Supplied entries →

......

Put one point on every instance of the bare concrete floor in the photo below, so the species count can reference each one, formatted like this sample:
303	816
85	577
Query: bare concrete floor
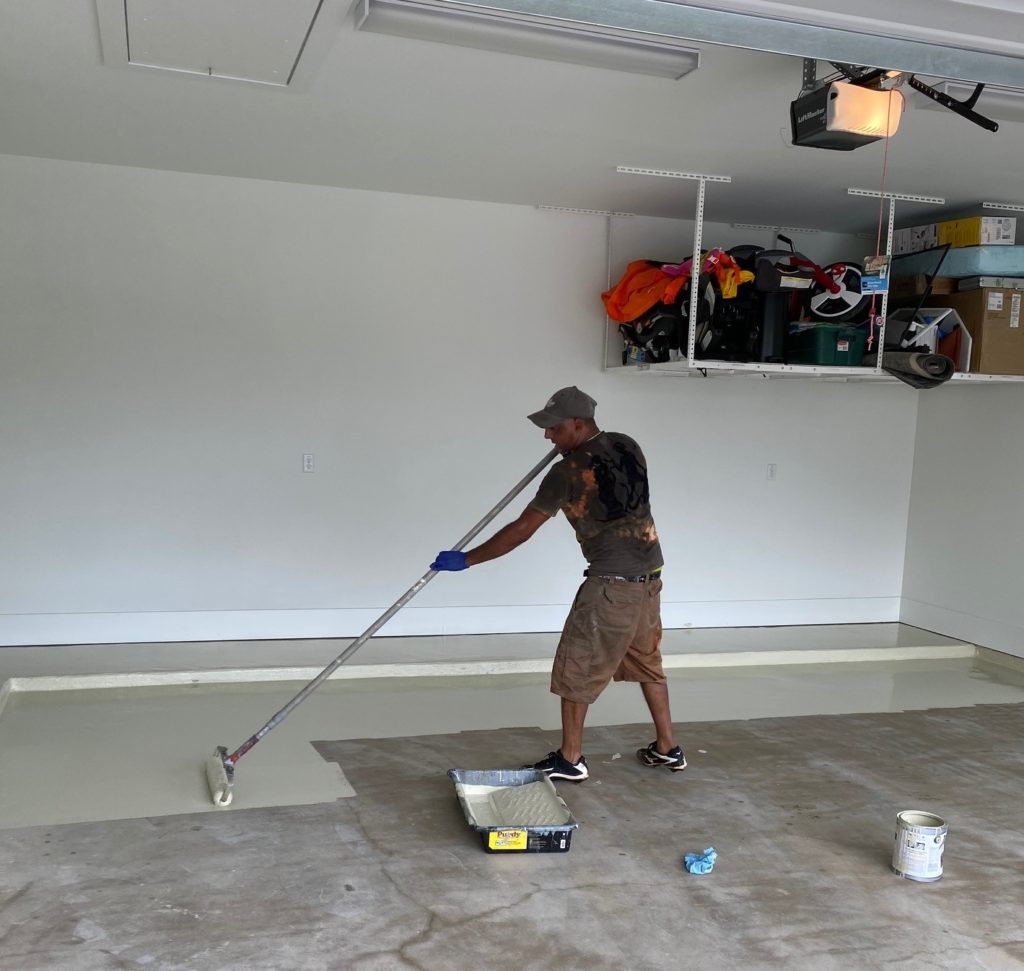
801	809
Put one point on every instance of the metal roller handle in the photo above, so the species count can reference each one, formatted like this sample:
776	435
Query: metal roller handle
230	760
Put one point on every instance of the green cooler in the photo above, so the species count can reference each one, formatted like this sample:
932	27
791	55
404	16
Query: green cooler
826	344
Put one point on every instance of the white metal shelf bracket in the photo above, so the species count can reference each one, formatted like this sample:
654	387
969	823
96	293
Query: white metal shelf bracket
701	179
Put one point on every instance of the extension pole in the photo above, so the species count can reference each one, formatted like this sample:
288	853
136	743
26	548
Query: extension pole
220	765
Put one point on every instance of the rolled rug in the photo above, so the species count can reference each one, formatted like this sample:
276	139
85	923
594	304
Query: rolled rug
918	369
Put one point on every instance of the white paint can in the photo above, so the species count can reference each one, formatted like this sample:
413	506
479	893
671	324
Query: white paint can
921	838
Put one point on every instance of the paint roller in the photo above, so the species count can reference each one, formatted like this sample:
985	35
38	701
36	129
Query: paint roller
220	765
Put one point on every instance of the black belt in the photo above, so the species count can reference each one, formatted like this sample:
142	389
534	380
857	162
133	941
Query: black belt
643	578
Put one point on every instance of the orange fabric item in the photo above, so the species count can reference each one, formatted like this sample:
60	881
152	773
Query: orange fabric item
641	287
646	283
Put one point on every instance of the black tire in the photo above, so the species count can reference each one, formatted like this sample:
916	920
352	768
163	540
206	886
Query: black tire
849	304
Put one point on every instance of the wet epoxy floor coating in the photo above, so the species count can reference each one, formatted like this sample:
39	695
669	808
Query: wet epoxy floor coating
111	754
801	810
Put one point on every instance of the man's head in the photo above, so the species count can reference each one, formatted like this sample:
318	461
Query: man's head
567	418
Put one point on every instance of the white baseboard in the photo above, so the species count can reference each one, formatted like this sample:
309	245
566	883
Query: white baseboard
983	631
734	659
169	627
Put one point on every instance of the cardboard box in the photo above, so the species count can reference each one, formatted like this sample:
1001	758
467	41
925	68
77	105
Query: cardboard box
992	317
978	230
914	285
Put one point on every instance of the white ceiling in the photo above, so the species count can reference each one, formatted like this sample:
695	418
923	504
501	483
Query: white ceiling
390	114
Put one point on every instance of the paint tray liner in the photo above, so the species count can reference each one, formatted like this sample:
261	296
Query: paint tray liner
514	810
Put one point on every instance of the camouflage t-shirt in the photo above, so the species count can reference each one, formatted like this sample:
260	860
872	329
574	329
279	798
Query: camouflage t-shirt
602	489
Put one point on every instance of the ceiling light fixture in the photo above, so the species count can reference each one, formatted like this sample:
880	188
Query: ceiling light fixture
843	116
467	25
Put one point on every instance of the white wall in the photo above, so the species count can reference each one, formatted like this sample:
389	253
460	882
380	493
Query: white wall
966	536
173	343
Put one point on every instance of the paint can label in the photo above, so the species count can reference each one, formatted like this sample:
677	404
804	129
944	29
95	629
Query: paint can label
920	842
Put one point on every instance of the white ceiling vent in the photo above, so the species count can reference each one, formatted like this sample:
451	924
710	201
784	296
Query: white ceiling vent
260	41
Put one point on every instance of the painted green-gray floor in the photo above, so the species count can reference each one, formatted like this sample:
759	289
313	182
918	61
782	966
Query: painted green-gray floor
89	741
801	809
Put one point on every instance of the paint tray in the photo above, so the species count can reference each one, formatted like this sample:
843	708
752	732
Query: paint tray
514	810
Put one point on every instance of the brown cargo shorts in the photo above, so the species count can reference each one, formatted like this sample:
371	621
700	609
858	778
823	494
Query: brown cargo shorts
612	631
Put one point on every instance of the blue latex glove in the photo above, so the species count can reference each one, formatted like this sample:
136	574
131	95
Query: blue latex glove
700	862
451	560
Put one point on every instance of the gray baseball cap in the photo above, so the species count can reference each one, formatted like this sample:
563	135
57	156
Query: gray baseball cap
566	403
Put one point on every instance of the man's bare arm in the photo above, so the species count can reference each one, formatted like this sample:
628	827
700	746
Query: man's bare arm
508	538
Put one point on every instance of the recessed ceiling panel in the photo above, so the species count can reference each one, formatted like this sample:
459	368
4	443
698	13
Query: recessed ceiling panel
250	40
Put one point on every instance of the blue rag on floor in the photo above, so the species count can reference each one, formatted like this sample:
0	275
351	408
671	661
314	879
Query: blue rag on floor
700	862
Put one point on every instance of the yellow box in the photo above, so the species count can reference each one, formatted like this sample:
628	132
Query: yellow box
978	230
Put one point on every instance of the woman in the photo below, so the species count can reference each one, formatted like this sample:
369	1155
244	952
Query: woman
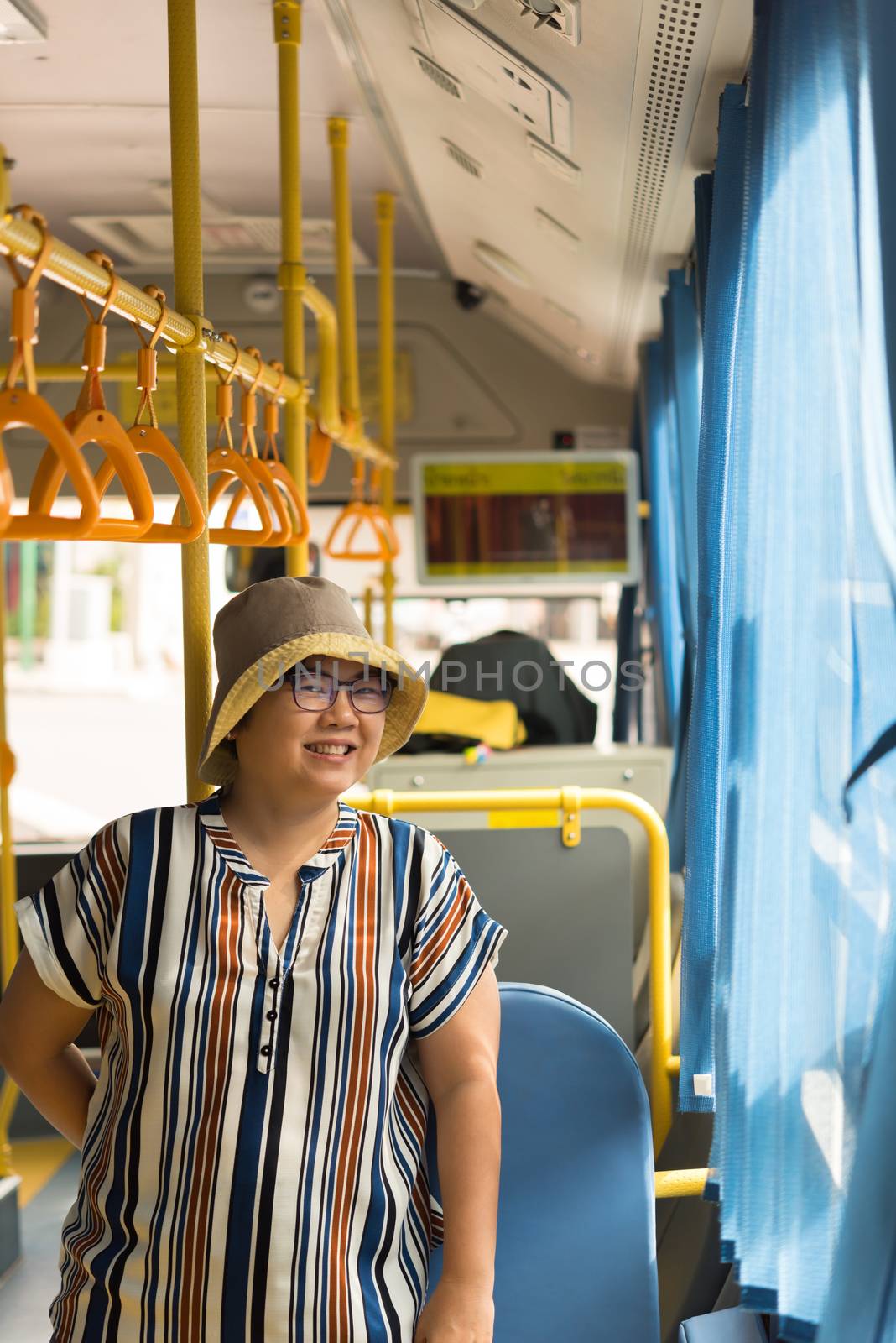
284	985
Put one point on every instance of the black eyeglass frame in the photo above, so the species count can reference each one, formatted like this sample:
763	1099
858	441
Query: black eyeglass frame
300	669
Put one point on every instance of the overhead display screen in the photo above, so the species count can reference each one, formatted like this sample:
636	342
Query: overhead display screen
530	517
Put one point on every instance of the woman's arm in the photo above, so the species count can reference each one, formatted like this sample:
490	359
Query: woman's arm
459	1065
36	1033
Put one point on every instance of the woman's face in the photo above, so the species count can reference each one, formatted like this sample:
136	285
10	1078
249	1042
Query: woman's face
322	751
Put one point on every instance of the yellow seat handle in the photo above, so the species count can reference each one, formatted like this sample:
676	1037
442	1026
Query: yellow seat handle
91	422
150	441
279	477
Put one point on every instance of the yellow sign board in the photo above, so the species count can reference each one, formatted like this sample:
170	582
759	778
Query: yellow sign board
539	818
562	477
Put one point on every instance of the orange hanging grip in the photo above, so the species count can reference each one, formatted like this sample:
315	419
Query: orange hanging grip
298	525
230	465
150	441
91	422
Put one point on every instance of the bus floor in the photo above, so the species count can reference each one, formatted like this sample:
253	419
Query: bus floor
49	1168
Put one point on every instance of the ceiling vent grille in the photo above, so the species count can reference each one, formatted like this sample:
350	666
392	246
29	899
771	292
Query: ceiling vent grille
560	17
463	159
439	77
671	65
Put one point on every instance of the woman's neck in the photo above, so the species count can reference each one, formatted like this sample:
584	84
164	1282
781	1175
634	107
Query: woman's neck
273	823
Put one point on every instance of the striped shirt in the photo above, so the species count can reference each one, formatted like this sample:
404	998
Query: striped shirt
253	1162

......

Go through the listing above and quote it exactly, apart from its images.

Response for this exercise →
Put one point on every instance of the bare concrete floor in the photo below, so the species count can reference each one, formatted like this sample:
303	816
85	577
Query: bare concrete floor
801	809
Put one point on every instance of the metal roller handle in the photo above, so the species count can reference each one, formatted like this sample:
776	435
Query: metal roller handle
230	760
Put one point on every instance of the green cooler in the photo above, so the species count can reference each one, formatted like this sample:
932	27
791	55
404	16
Query: green cooler
826	344
Put one point on every instance of the white metal shelf bracket in the photo above, so the species count can reference each one, formatted like this sample:
654	387
969	823
96	293
Query: white metal shelf bracket
701	179
Put one point on every instance of the extension pole in the photo above, so the species count can reference each one, formatted like this sample:
288	853
136	743
26	548
Query: extension pole
220	765
Put one point on every instance of the rolled rug in the photo above, so the species count can reference each one, formatted like this sample:
276	139
85	923
594	304
Query: rolled rug
918	369
Put one point on every instance of the white paint can in the photo above, so the species count can reference each one, formatted like this sample:
413	506
479	893
671	324
Query: white paint can
921	838
Put one point on every instance of the paint roller in the photo above, so the species count can reference each one, formatted like this sample:
985	35
38	701
36	129
Query: paint roller
220	765
Put one point on every instance of the black belt in the photo above, so the species count can reference each one, formatted like this sample:
142	389
534	380
857	162
133	941
Query: black belt
643	578
Put one point on every instance of the orange fabric item in the photo above, so the species count can reference each one, formatted like this sample:
60	881
152	773
Query: orange fabric item
641	287
646	283
Put one point on every instance of the black tire in the photo above, so the species count can reference each one, formatted like this sample:
916	920
352	768
163	540
206	886
Query: black tire
849	304
Put one point on every instance of the wet epoxy floor coating in the photo above, so the species count can reference each one, formatted like this sample:
39	695
669	808
Query: wet epoxy floor coating
111	754
801	810
Put one point on every instance of the man's head in the photo above, so the species count can reference each one, formatted like this sample:
318	461
Query: man's head
567	418
Put one point on every instance of the white baseboard in the photo above, so the species count can reference each one, formatted like this sample:
309	245
566	883
Query: white baseboard
983	631
734	659
169	627
Put one point on every instance of the cardboard box in the photo above, so the species count can reference each one, formatted like this sample:
1001	758
467	41
925	68
77	105
Query: cardboard box
992	317
978	230
914	285
Put one point on every instance of the white ceiling in the photo above, so the species count can reference each one, formatted like this sample:
695	418
923	504
501	483
Query: white ceiling
390	114
Put one point on every instance of the paint tray liner in the photo above, so the species count can reference each one, formatted like this sample:
261	296
Query: paint tray liner
514	810
Put one point on every instance of the camouflage t-shirt in the photo above, so the species count can reference each one, formatted like this sample:
260	860
872	329
574	329
279	798
Query: camouflage t-shirt
602	489
Put one point on every instance of the ceiling light fixture in the photo above, so the species count can reference each one, formatted like this sample:
880	188
Query: ceiling light fixture
843	116
467	25
Put one point on every instance of the white wall in the photo above, so the species count can reference each one, formatted like this sample:
389	253
460	882
380	493
Query: white wall
966	536
173	343
Put one point on every instance of the paint can label in the photo above, so the species count can reference each one, formatted like this sample:
677	404
804	129
944	29
95	629
Query: paint can label
920	842
Put one point on every instance of the white ceiling vent in the photo above, so the species count can reference each one, formatted like this sample:
451	924
710	201
784	296
Query: white ceiling vent
260	41
Put one point on every instance of the painted green-gray floor in the photo above, so the species count can reference each one, formatted like this sample:
759	289
313	182
918	61
782	966
Query: painted green-gray floor
89	741
801	809
Put one point on every instance of the paint tray in the photo above, so the species count can reference each one, formatted like this sample:
843	708
752	732
Query: paint tray
514	810
Put one point on every instance of the brown cargo shorts in the photo above, so the species count can reference each one, formatted like this sample:
371	621
700	609
858	778
823	494
Query: brown cargo shorts
612	631
Put one point on every instance of the blue latex glove in the photo above, so the species count can reference each one, formatted like this sample:
136	574
131	95
Query: blue latex glove
700	862
451	560
Put one point on every instance of the gray baseball cap in the photo above, so the species count can reference each one, formatted like this sample:
563	135
57	156
Query: gray baseball cap
566	403
Put one point on every instance of the man's bare arm in the photo above, so the species count can reference each one, formatted like this sample:
628	827
700	746
Query: man's bare arm
508	538
Put one point on every instance of the recessed ceiling panel in the photo above, so the species count can reference each one, formatted like this sample:
459	368
4	443
698	13
Query: recessed ceiling panel
250	40
Put one point on every instance of the blue rag on floor in the photo above, so the species count can reference each one, formatted like this sample:
0	275
351	408
671	661
314	879
Query: blue rag on floor
700	862
Put one point on every instance of the yellow box in the photo above, so the species count can reference each one, formatted like this sample:
628	132
Query: yellow box
978	230
Put one point on every instance of the woman in the photo below, so the species count can reference each one, formatted like this sample:
369	1155
244	952
Query: woman
284	985
Put one point on every instance of the black eyeglass frame in the photo above, so the species count can reference each one, formatted like this sample:
763	1099
858	441
Query: black eyeglass frame
300	669
Put one point on every instance of the overhead display screen in the photo above, so the species count can reference each one, formatted like this sample:
636	342
Query: overhead display screen
530	517
Put one point on every instance of the woman's arm in the photo above, so the species count can reference each one, formatted like this sample:
490	359
Query: woman's arm
459	1065
36	1033
Put one point on every instance of the woman's face in the photo above, so the species count can reference each one, formatted like this sample:
136	285
10	1078
249	1042
Query: woman's face
322	751
Put one point on every instance of the yellow seat handle in the photo above, so the species count can reference each one, formatted like this sample:
676	1037
442	1026
Query: yellow seat handle
91	422
150	441
279	477
Put one point on every instance of the yellow sign board in the photo above, so the species count can reference each one, formatted like this sample:
170	582
759	778
Query: yellow sign board
539	818
562	477
Put one point on every instance of the orange hanging grip in the photo above, so the species count can reference each one, formatted like this sample:
315	419
Query: orange hanging grip
298	525
230	465
150	441
91	422
Put one point on every instance of the bus floor in the photo above, so the species count can reference each one, formatted like this sample:
253	419
Query: bus floor
49	1168
Put one point on every instance of the ceiling vent grille in the photo above, so the species count can reference each one, formatted like this sample:
350	666
392	246
29	899
771	292
Query: ceiling vent grille
560	17
463	159
439	77
671	65
Put one point on every instance of the woman's neck in the photo above, so the species count can reference each one, formatted like this sample:
584	84
164	1282
781	1175
634	107
Query: woman's neck
273	823
Put one point on every instance of the striped shirt in the photo above, so the species count can reference each one, formatted like this sample:
404	998
Query: striped shirt
253	1162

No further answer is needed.